## PROMPT A
In the binomial probability text, what name is given to a sequence of independent repetitions of an event with two possible outcomes whose probabilities do not vary between repetitions?
## PROMPT B
Continue the binomial probability text from its last sentence.

## EXCERPT PROVIDED
# # # # #

Binomial probability


Life is usually complicated. But sometimes you can simplify some specific problems to yes/no or good/bad answers. If you have a sequence of independent repetitions of an event, with two possible outcomes, and the probabilities of those outcomes does not vary between repetitions, we call that a Bernoulli trial.

If all the above conditions are fulfilled, we can denote p as the probability of success and q = (1 – p) the probability of failure for one such event. For a sequence of n events we have the probability to be successful in k of them:

P = C(n, k) \cdot p^{k} \cdot q^{n - k} (1)

While this may seem a bit boring, we can get use the above relation for various probability estimates, as long as we apply it correctly, and the events are Bernoulli trials.

Example 1

Let’s say you have to pass a test. There are 20 multiple choice questions, each one with 4 choices and one correct answer. What is the probability to pass if you do not study? That would be the probability to answer correctly to 12 questions from 20, with p being 0.25 (1 out of 4 possible choices):

P = C(20, 12) \cdot 0.25^{12} \cdot 0.75^{8} \approx 0.000752

A probability of 0.075% is really low, so you will probably fail without study. However this particular test also has other rules like: 3 questions are mandatory to answer correctly, or you fail regardless of the other answers. So let’s suppose you study somewhat so you’ll correctly answer those 3 mandatory questions. You probability to pass becomes:

P = C(17, 9) \cdot 0.25^{9} \cdot 0.75^{8} \approx 0.009284

which is 120 times larger that if you don’t study at all, but still low.

# # # # #

## DATASET EXCERPTS
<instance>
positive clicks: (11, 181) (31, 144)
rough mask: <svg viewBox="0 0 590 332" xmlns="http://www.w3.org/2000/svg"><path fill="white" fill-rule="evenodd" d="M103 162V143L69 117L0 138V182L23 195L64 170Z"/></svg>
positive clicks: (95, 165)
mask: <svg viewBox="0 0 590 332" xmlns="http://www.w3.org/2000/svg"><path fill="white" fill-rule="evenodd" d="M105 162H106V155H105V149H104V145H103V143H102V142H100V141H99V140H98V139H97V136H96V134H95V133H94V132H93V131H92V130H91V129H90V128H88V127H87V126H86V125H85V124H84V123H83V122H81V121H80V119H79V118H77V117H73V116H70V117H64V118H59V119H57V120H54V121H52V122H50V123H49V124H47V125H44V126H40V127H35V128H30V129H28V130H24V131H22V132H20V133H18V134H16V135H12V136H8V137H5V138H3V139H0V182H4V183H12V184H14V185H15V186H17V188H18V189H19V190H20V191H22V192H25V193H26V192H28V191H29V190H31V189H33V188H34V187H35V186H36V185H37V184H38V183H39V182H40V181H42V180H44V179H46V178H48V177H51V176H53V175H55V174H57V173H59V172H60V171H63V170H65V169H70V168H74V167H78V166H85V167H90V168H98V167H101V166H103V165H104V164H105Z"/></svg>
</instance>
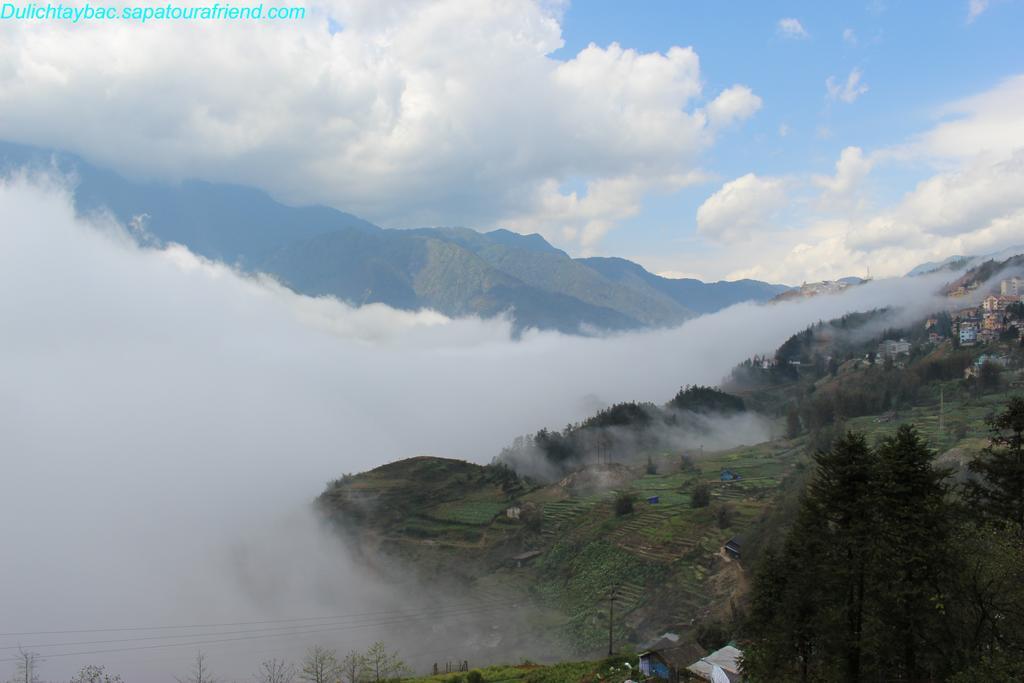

# # # # #

## TASK ANSWER A
A Bernoulli trial.

## TASK ANSWER B
In the end the best idea to pass any test is to study for it, but in case you don’t feel like it at least you can estimate how much you should study based on how lucky you feel.

Example 2

Let’s suppose we’re playing a game where you can win 1 dollar with probability p = 0.5 and lose 1 dollar with q = 1 – p. The expected value of the game is:

E = p \cdot 1 - q \cdot 1 = 0

so in the long run we would expect to neither gain, nor loose from repeatedly playing this game.

However let’s calculate the probability to win at least 4 dollars after 20 games. This is the probability to win 11 games (this means 11 vs. 9 so we gain 2 dollars) or the probability to win 12 games (this means 12 vs. 8 so 4 dollars). We can add the probabilities because the 2 events are mutually exclusive. According to what we discussed this means:

P = C(20, 11) \cdot 0.5^{11} \cdot 0.5^{9} + C(20, 12) \cdot 0.5^{12} \cdot 0.5^{8} \approx 0.28

This looks like a good enough probability to win. For a run of 80 games we have:

P = C(80, 41) \cdot 0.5^{41} \cdot 0.5^{39} + C(80, 42) \cdot 0.5^{42} \cdot 0.5^{38} \approx 0.167

So although the probability decreases with the number of runs it is still looks significant.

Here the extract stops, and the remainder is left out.